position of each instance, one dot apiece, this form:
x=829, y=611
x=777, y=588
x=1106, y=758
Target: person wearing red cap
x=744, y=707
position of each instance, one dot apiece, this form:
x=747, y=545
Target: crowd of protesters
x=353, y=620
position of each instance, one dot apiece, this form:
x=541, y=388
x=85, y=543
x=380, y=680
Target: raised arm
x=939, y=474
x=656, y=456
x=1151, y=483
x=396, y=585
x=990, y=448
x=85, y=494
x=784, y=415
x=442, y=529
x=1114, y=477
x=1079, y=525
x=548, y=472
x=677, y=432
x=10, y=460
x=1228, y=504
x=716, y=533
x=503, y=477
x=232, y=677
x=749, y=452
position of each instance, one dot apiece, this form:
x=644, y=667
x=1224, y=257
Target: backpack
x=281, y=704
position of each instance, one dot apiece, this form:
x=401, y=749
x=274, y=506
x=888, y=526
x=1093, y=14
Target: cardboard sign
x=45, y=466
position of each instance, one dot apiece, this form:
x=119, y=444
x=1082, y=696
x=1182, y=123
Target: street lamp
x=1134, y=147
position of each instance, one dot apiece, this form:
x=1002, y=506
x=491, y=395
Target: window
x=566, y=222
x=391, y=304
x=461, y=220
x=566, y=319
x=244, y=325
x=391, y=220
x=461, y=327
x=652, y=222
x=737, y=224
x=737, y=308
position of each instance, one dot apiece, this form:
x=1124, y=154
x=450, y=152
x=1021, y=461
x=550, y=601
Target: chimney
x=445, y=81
*-*-*
Please print, unchanged, the lines from the one holding "x=119, y=444" through the last line of the listing above, including both and omitting the rest.

x=119, y=444
x=1082, y=696
x=1182, y=123
Target: street lamp
x=1134, y=147
position of each instance, one dot apiece, this form:
x=1002, y=506
x=491, y=395
Target: window
x=566, y=222
x=391, y=304
x=461, y=220
x=566, y=319
x=244, y=325
x=391, y=220
x=461, y=327
x=652, y=222
x=737, y=224
x=737, y=308
position of each instance, one dot apiece, this form:
x=1124, y=154
x=450, y=152
x=1021, y=461
x=550, y=601
Target: chimney
x=445, y=81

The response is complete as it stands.